(KERJAKAN LATIHAN INI)
Bisakah Anda menyalin ulang semua item di bawah ini baris demi baris tanpa mengubah apa pun, tetapi tanpa menyertakan gambarnya?

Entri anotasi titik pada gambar

-.-.-

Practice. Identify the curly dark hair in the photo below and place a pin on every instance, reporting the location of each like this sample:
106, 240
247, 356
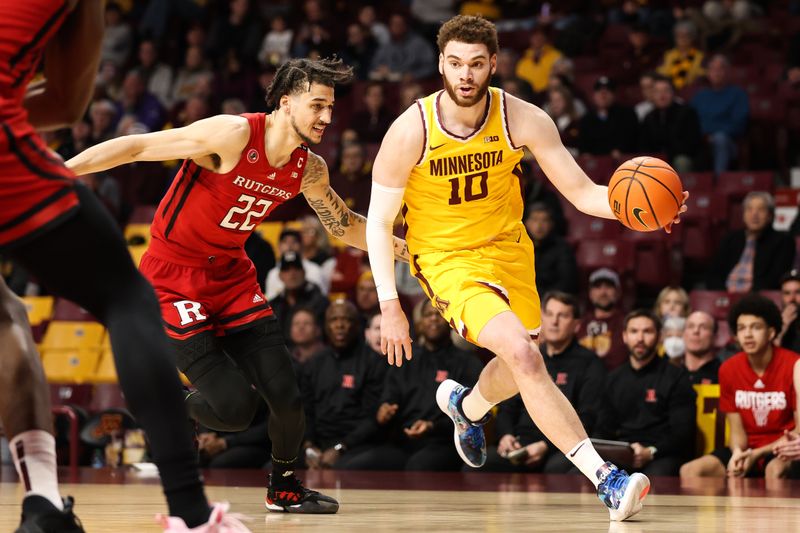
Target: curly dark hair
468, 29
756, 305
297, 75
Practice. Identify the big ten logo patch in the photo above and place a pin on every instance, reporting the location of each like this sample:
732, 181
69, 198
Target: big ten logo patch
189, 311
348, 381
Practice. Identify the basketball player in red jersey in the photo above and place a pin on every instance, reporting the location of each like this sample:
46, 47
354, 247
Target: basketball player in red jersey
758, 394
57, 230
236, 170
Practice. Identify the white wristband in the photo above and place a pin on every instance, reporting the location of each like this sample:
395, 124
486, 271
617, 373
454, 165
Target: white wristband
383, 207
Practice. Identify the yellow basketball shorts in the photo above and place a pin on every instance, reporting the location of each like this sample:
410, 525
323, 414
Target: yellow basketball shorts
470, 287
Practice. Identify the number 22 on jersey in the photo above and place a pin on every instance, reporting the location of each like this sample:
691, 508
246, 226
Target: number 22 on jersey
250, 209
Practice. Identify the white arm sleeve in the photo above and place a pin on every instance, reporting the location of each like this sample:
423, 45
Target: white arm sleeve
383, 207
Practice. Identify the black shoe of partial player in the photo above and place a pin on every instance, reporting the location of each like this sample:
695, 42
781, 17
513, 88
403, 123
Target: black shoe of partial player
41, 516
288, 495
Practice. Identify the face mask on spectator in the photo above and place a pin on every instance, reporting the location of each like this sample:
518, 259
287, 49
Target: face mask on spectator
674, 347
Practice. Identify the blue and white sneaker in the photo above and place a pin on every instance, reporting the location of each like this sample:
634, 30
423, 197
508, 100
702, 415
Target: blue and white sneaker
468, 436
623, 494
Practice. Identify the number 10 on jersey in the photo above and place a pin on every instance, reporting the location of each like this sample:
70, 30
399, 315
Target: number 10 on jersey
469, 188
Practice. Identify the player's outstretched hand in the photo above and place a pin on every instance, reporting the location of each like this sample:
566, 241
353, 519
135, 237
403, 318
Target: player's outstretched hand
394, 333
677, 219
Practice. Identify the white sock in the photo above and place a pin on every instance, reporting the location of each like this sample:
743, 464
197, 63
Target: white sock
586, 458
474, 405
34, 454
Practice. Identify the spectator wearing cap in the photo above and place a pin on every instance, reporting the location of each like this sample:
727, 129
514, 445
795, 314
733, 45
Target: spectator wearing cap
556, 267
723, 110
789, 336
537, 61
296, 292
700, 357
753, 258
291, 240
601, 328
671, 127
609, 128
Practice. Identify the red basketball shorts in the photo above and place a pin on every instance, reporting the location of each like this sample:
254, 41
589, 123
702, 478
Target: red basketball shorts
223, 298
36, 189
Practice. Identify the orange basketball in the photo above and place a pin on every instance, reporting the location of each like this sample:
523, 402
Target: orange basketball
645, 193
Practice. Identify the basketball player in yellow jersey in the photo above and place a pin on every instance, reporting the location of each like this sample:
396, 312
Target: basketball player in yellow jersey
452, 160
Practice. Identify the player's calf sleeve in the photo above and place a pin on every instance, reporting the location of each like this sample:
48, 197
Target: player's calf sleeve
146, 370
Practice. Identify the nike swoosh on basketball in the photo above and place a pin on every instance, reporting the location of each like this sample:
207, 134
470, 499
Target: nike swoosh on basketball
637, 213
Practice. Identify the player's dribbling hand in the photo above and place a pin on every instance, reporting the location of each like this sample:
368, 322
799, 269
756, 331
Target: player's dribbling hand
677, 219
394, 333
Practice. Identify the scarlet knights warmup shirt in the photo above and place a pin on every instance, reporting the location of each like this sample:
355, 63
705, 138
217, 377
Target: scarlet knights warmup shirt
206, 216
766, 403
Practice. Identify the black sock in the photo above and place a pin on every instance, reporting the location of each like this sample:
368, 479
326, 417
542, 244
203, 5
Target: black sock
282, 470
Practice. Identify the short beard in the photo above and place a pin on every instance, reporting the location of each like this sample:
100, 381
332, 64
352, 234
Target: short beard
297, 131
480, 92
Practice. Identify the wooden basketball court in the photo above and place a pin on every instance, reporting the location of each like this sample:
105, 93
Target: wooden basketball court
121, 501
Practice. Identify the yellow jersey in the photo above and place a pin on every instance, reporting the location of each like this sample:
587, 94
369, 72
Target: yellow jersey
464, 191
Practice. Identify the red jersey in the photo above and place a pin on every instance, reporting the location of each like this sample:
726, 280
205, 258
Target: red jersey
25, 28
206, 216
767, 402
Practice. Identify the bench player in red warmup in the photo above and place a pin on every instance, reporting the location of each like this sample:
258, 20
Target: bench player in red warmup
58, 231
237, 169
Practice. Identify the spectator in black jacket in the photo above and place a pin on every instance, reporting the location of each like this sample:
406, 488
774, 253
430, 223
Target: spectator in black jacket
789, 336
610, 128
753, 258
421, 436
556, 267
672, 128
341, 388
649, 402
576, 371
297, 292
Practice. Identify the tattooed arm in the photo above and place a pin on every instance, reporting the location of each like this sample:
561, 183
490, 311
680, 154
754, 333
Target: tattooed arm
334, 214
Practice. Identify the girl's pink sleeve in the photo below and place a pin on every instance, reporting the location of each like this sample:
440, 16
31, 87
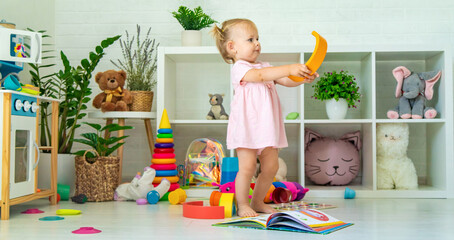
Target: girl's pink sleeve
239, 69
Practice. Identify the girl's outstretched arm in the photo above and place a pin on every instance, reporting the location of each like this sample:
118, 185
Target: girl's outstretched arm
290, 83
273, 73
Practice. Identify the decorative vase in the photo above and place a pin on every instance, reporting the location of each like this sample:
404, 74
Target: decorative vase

-.-.-

(JAWABAN SOAL INI)
Practice. Identify the curly dark hair in the photo below and place a pin on every instance, reporting the location of each like this sample:
106, 240
247, 356
Target: curly dark hair
468, 29
756, 305
297, 75
Practice. Identify the big ten logo patch in the photo above and place a pin on every instance, reporting the location of each like this sample:
732, 181
69, 198
Target: big ten logo patch
189, 311
348, 381
Practice. Identify the basketball player in red jersey in the photo above and place a pin on every instance, reporting the location of each like this sample:
46, 47
354, 247
Target: basketball player in red jersey
758, 394
57, 230
236, 170
Practice. Identify the white wristband in the photo above and place a pin on every instance, reporting the location of each like this sample:
395, 124
486, 271
617, 373
454, 165
Target: white wristband
383, 207
Practice. Identify the yellow basketball shorts in the photo above and place a pin on every instance, reporting the location of each like this sample:
410, 525
323, 414
Target: yellow basketball shorts
470, 287
Practice. Identify the number 22 on jersey in the photo above and place a pin on every instance, reporting the location of each like this sample:
691, 508
246, 226
Target: number 22 on jersey
250, 209
Practice. Identify the white arm sleeve in the photo above and place a pin on every instance, reporting the location of each like this sample:
423, 45
Target: white arm sleeve
383, 207
Practice. Identify the black shoe of partial player in the photo above and place a pin on every instance, reporting the location of each like this sample:
695, 42
781, 17
513, 88
403, 123
Target: black shoe of partial player
41, 516
288, 495
Practice. Identify the face mask on spectator in the photo above and place a pin on every instance, reporting the location of each like this sample:
518, 259
287, 49
Target: face mask on spectator
674, 347
Practice. Identify the blue and white sneaker in the photo above and place a pin on every instance, reporting the location of each like this sample:
634, 30
423, 197
508, 100
702, 415
Target: blue and white sneaker
468, 436
623, 494
Practice. Identify the number 10 on jersey in the photo above and place a pin on every instance, reporting the location of each like this sample:
70, 30
399, 315
Target: number 10 on jersey
469, 188
Practice. Identify the player's outstretched hand in the photo above and place a pin on every instance, reporting the location of each like this sample:
566, 241
353, 519
135, 237
403, 318
Target: player's outstretched hand
394, 333
677, 219
Practice. Identify the white sock in the photo above and place a pin on every instance, reporting the location of each like this sample:
743, 464
197, 63
Target: white sock
586, 458
474, 405
34, 454
Practice. Identify the spectator wearing cap in the photo above and place a pin on every instance, reporting the location of each like this sample:
727, 129
514, 445
795, 314
733, 45
Target: spectator wearing cap
556, 267
723, 110
789, 336
537, 61
296, 292
700, 357
753, 258
291, 240
601, 328
671, 127
609, 128
Practice. Identify the red basketball shorts in the photo above and place a pin on every instance, reporting the location of each like this sample:
254, 41
589, 123
702, 478
Target: red basketball shorts
223, 298
36, 189
Practice. Identify the orange basketball in the photo above and place a pin on every instance, reporting the location of each like this sample:
523, 402
Target: orange basketball
645, 193
Practice. Identify the basketball player in yellow jersey in the photo above and place a pin on every instance, reporting the location of each like this sample:
396, 312
Target: basketball player in yellow jersey
452, 160
Practice. Identify the player's calf sleeve in the photo above and place a pin on every instance, reporting the location of each like this sample:
48, 197
Target: player's calf sleeve
146, 370
Practice. Identify the nike swoosh on basketball in the photo above and place a pin on every instance, reporting the location of each like this sample:
207, 134
470, 499
Target: nike swoosh on basketball
637, 213
Practice. Identify the player's dribbling hand in the photo above and place a pin on every instance, reporting the location of each like this sample:
368, 322
799, 269
756, 331
Target: player's dribbling hand
677, 219
394, 333
Practice. Identify the scarlet knights warmup shirt in the photo above and place a pin on every instance, reporting the location of each like this sample:
355, 63
705, 138
217, 377
Target: scarlet knights warmup shirt
206, 216
766, 403
Practice. Identify the black sock in the photo above and place a pin on every instance, reporting the location of each like this sample:
368, 479
326, 417
542, 244
203, 5
Target: black sock
282, 470
Practice. Identify the short beard in the photo above and place a pin on every instance, reporting the location of each like this sample:
100, 381
332, 64
352, 234
Target: short beard
297, 131
480, 92
Practice. Identify the wooden basketball court in the photo above and place a pin on every instance, reporting the location of each like this sample:
105, 93
Target: wooden basketball court
121, 501
Practice. Identify the yellow jersey in the photo above and place a pin on every instance, reporting the location of each like this sample:
587, 94
369, 72
Target: yellow jersey
464, 191
Practice. Identify the red jersey in the photo above and place a pin on every instance, reporting the location of each like this sample:
726, 280
205, 258
Target: red jersey
25, 28
206, 216
767, 402
Practice. Identify the bench player in red warmup in the photo above and place a pin on every instance, reporting the location of each like this sample:
258, 20
Target: bench player in red warmup
58, 231
237, 169
Practice. Identify the spectator in black jacket in the photo above and place a pin on every instance, reporting the location of each like this sample:
406, 488
774, 253
430, 223
Target: spectator in black jacket
789, 336
610, 128
753, 258
421, 436
556, 267
672, 128
341, 388
649, 402
576, 371
297, 292
Practice. Identify the tattooed arm in the photo above and place a pin on every instance, reporting the location of each like this sample:
561, 183
490, 311
680, 154
754, 333
Target: tattooed arm
334, 214
Practice. Identify the girl's pink sleeve in the photo below and place a pin on every instance, reporting the location of each like this sample:
440, 16
31, 87
Target: girl's pink sleeve
239, 69
Practice. Identify the girl's outstretched arm in the photo above and place a pin on every instance, reporting the location of each like this sample:
118, 185
Target: girl's outstretched arm
290, 83
273, 73
Practice. Identify the decorative vase in the photo above and place a pin on every instance, reporting the location of each like this sample:
404, 74
Target: decorative vase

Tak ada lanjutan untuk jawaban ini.